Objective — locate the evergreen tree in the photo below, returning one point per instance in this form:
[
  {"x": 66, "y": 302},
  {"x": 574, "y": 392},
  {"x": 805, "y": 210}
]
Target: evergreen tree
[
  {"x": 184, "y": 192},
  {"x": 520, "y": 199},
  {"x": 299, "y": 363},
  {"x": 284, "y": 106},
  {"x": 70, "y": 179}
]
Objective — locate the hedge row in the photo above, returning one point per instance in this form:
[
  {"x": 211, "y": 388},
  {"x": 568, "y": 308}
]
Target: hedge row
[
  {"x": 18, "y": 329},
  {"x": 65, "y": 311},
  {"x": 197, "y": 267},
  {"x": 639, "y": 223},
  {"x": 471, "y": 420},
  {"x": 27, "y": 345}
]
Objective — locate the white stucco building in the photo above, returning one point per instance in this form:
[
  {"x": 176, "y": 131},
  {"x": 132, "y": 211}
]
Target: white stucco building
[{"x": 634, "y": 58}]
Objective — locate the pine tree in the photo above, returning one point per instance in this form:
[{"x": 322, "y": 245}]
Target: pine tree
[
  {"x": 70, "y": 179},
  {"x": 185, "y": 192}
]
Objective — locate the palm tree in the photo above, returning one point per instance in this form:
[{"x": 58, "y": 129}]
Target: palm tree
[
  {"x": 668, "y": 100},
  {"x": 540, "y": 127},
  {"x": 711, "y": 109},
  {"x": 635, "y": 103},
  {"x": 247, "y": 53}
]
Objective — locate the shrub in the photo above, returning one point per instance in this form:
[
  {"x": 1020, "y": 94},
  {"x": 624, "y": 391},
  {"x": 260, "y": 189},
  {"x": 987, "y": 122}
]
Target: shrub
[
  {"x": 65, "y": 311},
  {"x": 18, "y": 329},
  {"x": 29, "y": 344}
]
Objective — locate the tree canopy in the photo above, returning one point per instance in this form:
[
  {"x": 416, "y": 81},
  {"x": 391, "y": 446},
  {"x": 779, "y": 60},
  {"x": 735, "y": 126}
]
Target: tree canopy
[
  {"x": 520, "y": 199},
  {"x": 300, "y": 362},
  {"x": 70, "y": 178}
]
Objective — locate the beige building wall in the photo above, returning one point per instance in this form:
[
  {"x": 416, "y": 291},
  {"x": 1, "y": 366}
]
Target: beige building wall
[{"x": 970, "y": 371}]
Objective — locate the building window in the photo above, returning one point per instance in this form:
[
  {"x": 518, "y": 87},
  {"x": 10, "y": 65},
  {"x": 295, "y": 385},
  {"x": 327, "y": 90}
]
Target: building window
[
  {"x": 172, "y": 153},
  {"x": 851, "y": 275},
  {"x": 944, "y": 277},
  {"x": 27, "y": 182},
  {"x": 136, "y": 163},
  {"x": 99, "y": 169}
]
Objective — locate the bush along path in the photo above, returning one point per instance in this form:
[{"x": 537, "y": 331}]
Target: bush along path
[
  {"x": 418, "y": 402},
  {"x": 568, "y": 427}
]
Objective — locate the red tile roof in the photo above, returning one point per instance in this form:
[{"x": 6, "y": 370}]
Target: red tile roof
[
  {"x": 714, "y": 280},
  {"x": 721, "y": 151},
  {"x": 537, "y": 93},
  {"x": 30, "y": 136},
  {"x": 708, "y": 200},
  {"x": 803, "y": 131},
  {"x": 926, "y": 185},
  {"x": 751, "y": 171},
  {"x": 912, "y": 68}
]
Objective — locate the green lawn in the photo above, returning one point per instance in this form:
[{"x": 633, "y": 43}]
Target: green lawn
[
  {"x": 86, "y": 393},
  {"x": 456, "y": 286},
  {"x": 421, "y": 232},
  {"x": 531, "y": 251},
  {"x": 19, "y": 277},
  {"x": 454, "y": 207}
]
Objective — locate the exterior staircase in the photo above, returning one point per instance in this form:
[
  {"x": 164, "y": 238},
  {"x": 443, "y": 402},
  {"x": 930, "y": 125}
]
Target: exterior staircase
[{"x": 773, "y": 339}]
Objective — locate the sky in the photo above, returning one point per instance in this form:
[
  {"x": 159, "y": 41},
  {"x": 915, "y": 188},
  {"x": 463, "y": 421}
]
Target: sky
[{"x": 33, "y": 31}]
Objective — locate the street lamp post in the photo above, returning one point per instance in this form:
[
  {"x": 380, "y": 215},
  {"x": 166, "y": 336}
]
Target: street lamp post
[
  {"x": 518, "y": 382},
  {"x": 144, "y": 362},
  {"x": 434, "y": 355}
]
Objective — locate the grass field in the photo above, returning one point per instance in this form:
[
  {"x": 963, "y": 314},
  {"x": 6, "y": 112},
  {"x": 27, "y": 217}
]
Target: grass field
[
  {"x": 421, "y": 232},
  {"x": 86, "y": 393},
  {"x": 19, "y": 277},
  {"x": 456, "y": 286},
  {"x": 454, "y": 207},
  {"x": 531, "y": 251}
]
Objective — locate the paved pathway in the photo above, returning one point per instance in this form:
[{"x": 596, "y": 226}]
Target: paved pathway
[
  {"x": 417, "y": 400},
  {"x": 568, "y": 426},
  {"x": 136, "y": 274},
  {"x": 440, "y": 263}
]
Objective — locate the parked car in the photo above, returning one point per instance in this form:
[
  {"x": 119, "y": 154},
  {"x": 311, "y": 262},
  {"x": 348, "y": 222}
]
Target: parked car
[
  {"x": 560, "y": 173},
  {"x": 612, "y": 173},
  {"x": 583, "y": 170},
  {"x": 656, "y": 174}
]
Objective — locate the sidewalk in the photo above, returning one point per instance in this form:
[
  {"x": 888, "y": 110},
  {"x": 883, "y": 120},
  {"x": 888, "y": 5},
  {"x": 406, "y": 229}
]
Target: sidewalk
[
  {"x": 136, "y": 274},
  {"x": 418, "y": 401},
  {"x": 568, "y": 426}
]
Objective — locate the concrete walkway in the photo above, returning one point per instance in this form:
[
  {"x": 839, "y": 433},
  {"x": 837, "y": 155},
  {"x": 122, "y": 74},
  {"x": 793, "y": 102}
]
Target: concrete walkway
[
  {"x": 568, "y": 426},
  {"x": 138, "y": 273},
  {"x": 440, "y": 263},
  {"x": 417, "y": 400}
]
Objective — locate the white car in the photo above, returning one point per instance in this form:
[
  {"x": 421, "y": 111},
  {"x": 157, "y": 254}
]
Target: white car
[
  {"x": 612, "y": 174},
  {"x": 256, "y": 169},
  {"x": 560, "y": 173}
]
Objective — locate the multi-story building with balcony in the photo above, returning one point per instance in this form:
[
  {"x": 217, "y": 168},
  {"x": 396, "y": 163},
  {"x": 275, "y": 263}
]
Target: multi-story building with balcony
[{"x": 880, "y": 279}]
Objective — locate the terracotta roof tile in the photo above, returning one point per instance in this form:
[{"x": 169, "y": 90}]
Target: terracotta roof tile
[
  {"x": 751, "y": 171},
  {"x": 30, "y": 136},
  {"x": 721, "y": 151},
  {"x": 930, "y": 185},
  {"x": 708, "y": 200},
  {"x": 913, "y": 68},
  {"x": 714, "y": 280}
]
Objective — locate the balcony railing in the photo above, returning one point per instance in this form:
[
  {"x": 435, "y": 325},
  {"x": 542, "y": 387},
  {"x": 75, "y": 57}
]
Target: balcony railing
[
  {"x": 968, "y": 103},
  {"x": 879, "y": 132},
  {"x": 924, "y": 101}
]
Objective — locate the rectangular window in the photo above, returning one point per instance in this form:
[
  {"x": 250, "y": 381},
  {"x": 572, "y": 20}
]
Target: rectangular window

#### YOUR GOAL:
Go through the listing above and return each line that includes the word "rectangular".

#### RESULT OF THE TASK:
Objective — locate the rectangular window in the photo above, returning one point per instance in this form:
Target: rectangular window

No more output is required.